WHAT TO WORK ON: Copy out every line of the entries below, requests included, raising each x and y coordinate in the answer points by 7 and leaving the sample points inside the requests unchanged. Leave the pictures out.

MATERIAL PROVIDED:
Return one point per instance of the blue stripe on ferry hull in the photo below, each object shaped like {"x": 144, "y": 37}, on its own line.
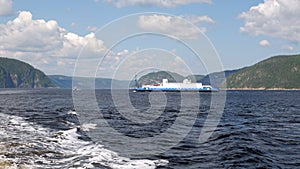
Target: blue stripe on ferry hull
{"x": 174, "y": 90}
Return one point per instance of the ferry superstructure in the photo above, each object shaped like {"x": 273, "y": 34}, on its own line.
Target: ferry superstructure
{"x": 185, "y": 86}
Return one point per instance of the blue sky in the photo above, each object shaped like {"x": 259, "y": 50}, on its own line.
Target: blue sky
{"x": 51, "y": 34}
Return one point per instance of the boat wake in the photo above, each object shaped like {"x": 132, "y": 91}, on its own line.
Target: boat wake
{"x": 25, "y": 144}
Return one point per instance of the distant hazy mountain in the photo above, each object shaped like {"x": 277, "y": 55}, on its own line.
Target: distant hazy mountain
{"x": 17, "y": 74}
{"x": 275, "y": 72}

OUTPUT OF THE EXERCISE:
Return one point per instance of the blue stripe on ferry hull in the photo below, each object shaped like {"x": 144, "y": 37}, on its own line.
Target: blue stripe on ferry hull
{"x": 181, "y": 97}
Return one point per instance of the ferry superstructure in the photo above, each object shaped like {"x": 273, "y": 34}, on its own line.
Target: ferry superstructure
{"x": 192, "y": 93}
Return one point per instance of the blue sky in the photo above, each object shaped like {"x": 259, "y": 50}, on its own line.
Target: blue sky
{"x": 58, "y": 41}
Return one point per instance of the boat wake in the photo above, each object shaped like {"x": 132, "y": 91}, on its own line.
Target: boat wake
{"x": 32, "y": 151}
Return one point per instance of the distant hazy mountain in the photo above, each object shaped like {"x": 277, "y": 55}, on its own line.
Target: distant hazy mountain
{"x": 24, "y": 81}
{"x": 282, "y": 79}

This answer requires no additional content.